→ DATA FOR THE TASK
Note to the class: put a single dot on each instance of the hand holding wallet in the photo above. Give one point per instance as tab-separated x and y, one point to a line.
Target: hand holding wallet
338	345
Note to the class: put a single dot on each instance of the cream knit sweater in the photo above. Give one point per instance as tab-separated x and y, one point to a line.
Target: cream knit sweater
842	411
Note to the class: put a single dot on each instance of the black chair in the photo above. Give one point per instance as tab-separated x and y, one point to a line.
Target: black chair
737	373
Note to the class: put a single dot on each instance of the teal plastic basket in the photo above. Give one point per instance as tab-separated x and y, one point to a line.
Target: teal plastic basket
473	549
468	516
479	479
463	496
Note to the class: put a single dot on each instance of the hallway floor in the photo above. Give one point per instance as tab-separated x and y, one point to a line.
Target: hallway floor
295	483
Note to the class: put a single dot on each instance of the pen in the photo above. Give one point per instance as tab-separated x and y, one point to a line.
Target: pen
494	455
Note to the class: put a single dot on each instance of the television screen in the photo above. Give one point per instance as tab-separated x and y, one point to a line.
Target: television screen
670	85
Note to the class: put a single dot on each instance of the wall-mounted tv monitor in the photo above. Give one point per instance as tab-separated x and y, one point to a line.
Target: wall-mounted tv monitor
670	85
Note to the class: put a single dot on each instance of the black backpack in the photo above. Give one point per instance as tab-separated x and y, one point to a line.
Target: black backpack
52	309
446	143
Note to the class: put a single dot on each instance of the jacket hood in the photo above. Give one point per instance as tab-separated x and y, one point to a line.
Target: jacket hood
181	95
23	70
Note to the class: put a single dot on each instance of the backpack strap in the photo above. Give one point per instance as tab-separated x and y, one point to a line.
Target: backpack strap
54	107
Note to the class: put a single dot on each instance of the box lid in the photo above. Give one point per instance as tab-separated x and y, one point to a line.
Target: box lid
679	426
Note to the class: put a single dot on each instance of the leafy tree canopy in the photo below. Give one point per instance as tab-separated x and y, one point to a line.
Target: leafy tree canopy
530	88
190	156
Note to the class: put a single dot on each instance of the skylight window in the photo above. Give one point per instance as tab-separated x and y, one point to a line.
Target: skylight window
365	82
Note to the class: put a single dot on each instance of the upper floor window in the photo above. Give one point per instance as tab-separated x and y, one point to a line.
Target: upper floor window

→ TASK GOAL
Print the entries above exactly as they were written, down to the last line.

→ ANSWER TO THE PROBLEM
Note to the class: put a single dot on each instance of the hand holding wallet in the photo above. Give one point per instance as tab-separated x and y, one point to a line.
Target: hand holding wallet
338	345
Note to the class: put a single dot on each instance of the cream knit sweater in the photo above. Give one point per instance as tab-separated x and y, one point to a line.
Target: cream knit sweater
842	411
Note to the class: put a single dot on each instance of the black chair in the photo above. Give one point per instance as tab-separated x and y, one point to a line.
Target: black chair
737	373
Note to the class: put a single dot on each instance of the teal plastic basket in the photo above. Give one point per instance as tab-separated x and y, one point to a line.
Target: teal plastic basket
473	549
468	516
479	479
463	496
Note to the class: put a single dot on each instance of the hallway floor in the photo above. Give one point per instance as tab-separated x and y, one point to a line.
Target: hallway floor
295	483
Note to the class: put a single dot on each instance of the pen in the photo above. Give one point per instance as tab-separated x and y, one point to a line.
Target: pen
494	455
Note to the class: put a single dot on each instance of the television screen in the photo above. Give one point per instance as tab-separated x and y, one point to a line.
Target: television screen
670	85
Note to the class: put a single dot on each instance of the wall-mounted tv monitor in the photo above. Give one point per instance as tab-separated x and y, one point to a line.
Target: wall-mounted tv monitor
670	85
Note to the class: put a single dot on each instance of the black backpack in the photo above. Give one point per instance as tab-separated x and y, one point to a line.
Target: black backpack
52	309
446	143
Note to the class: put a single dot on each instance of the jacket hood in the photo above. Give one point per instance as tab-separated x and y, one point to a line.
Target: jacket hood
181	95
23	70
Note to the class: put a single dot on each instance of the backpack strap in the photo above. Give one point per instance as tab-separated x and y, one point to a line.
Target: backpack strap
54	107
Note to the class: put a single dot on each instance of the box lid in the photo above. Give one point per instance as tab-separated x and y, one point to a line.
Target: box lid
679	426
Note to the class: put a single dot on each instance of the leafy tree canopy in the photo below. Give one point per instance as tab-separated x and y, one point to a line.
Target: leafy tree canopy
530	88
190	156
Note to the class: put a single dot on each instance of the skylight window in the photo above. Give one point per instance as tab-separated x and y, one point to a line.
Target: skylight window
365	82
Note to the class: put a single dot on each instance of the upper floor window in the photo above. Give one point per instance as tab-separated x and y, one point to a line.
Target: upper floor window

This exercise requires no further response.